[Dataset rows on where objects appear]
--- BEGIN ---

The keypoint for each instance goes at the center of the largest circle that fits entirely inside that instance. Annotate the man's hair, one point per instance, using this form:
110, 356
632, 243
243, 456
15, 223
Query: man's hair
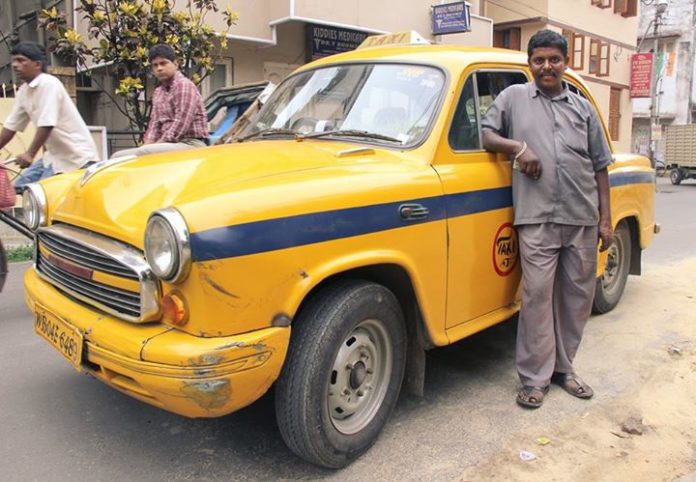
32, 51
547, 38
162, 50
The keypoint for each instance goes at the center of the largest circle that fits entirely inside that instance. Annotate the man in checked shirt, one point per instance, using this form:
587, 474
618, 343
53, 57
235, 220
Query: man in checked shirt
178, 120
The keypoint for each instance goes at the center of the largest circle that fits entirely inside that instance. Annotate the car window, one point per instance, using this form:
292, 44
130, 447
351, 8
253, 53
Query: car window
478, 93
490, 84
463, 134
395, 101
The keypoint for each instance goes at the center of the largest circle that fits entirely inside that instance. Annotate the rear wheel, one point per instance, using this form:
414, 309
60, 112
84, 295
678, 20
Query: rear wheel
343, 372
676, 176
610, 286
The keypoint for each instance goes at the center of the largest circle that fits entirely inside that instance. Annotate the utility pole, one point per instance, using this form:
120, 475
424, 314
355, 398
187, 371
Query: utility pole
660, 8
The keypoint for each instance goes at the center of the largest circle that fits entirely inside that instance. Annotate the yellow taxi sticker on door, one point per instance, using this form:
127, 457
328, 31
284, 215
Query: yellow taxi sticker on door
505, 249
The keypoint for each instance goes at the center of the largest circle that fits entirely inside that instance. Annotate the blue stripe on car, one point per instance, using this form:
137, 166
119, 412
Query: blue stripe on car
304, 229
624, 178
281, 233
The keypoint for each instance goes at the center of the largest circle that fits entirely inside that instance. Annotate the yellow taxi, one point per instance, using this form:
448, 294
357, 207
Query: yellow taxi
354, 224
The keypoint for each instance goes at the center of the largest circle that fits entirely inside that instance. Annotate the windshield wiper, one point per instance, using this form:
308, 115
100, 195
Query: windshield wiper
352, 133
269, 132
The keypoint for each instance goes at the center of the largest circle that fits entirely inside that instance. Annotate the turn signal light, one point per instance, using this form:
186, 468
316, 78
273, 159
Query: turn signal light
174, 310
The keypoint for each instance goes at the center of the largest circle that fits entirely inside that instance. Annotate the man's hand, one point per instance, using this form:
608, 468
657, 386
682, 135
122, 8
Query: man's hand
24, 160
529, 164
606, 234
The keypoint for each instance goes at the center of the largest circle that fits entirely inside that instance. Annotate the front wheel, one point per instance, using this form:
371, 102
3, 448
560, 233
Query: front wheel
611, 284
343, 372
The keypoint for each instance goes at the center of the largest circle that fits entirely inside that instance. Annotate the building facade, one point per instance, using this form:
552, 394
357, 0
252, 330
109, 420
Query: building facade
601, 38
273, 37
675, 99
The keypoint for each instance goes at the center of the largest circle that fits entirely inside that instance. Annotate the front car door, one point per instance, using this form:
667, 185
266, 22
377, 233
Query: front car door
483, 270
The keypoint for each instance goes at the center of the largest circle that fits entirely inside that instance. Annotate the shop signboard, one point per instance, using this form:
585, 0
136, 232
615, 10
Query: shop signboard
325, 40
451, 18
641, 74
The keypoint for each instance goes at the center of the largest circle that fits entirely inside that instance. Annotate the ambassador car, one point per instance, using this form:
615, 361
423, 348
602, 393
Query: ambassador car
354, 224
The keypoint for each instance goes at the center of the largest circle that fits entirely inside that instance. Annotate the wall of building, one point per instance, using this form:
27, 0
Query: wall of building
509, 10
582, 18
676, 37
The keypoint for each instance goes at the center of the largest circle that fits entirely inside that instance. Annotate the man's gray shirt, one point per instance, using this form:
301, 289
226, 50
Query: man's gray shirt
567, 135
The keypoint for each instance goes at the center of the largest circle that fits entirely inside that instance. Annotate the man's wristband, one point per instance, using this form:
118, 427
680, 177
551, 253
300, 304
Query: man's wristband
522, 151
515, 160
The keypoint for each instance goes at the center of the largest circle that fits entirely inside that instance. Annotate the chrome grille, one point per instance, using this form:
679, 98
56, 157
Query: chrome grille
85, 256
122, 301
68, 257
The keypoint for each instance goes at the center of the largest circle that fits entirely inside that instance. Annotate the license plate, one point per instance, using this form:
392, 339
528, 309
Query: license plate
64, 338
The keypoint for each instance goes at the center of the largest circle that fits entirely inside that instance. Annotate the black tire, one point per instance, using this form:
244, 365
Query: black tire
676, 176
311, 404
610, 286
660, 168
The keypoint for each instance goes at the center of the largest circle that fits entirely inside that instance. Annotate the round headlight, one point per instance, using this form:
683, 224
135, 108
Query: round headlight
167, 245
34, 206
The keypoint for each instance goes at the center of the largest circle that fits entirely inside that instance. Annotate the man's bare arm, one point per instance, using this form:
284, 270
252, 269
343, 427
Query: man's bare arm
605, 228
6, 136
528, 161
494, 142
25, 159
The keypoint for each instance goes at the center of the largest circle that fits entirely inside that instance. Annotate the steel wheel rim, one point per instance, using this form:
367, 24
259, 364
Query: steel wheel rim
359, 377
610, 278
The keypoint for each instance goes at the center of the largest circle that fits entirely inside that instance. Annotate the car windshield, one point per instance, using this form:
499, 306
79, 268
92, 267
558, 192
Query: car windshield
389, 104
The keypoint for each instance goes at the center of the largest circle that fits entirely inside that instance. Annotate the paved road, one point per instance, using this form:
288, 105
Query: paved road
58, 425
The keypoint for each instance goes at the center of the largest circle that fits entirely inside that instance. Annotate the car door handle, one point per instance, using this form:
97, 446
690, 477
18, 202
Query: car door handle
413, 212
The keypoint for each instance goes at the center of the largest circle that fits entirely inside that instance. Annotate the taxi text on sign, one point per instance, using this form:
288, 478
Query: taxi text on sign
451, 18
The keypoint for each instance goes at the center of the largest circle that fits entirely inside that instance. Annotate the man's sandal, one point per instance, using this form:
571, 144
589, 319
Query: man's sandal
572, 384
531, 397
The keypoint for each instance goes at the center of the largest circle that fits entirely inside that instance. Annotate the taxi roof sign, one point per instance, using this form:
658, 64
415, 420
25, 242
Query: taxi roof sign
398, 38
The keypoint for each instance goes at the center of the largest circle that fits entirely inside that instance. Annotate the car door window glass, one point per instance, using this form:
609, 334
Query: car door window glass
490, 84
463, 134
478, 93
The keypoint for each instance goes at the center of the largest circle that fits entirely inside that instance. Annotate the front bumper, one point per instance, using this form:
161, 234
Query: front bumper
181, 373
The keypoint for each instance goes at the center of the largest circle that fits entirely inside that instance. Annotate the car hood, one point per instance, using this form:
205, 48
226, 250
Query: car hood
117, 200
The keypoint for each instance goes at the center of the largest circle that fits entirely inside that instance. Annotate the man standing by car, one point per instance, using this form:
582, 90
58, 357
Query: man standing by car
178, 120
561, 203
43, 100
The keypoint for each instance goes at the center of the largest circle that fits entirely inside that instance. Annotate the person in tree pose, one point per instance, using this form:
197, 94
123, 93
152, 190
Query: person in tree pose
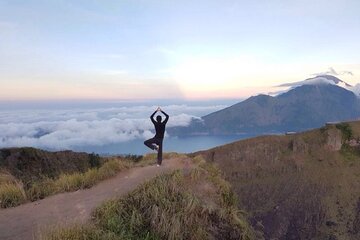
156, 142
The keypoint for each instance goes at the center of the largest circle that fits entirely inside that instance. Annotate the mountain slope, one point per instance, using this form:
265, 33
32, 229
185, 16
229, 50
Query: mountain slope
304, 107
302, 186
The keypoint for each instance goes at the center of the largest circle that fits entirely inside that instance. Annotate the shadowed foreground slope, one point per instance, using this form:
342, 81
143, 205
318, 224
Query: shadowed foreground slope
303, 186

--- END ---

• [Request]: Write out only the lines from the line containing "car hood, one" through the end of the material above, both end lines included. Pictures are not written out.

• [The answer]:
The keypoint for each instance goes at the center of the largest circle that fits entirely inside that instance. Annotate the car hood, one point per instance, using this form:
205, 48
226, 250
Query: car hood
117, 200
The keypoint for each instance goes at the center of the largest circle that fits entirely inside that instance. Annotate the man standing by car, one point per instance, using this form:
582, 90
58, 357
Query: man standing by car
178, 120
561, 203
43, 100
The keypoint for each instance goes at the center of the largest circle that fits entirely inside that instance. Annotate the person in tree pose, one point per instance, using this form:
197, 94
123, 93
152, 190
Query: person in tree pose
156, 142
The keypoint for each instance goes at the center of the largest circle that fits entirely inside that instance. Annotate the mountain slope, one point per instance, using this form:
265, 33
32, 229
185, 16
229, 50
Query: mountain slope
304, 107
302, 186
The keypoint for each instance goes at the center of the largest circle that fits entirely inside that instance. Annotate the shadowed foreground slope, one point per instance, using this form:
342, 81
143, 205
318, 224
Query: shadowed foreground slope
303, 186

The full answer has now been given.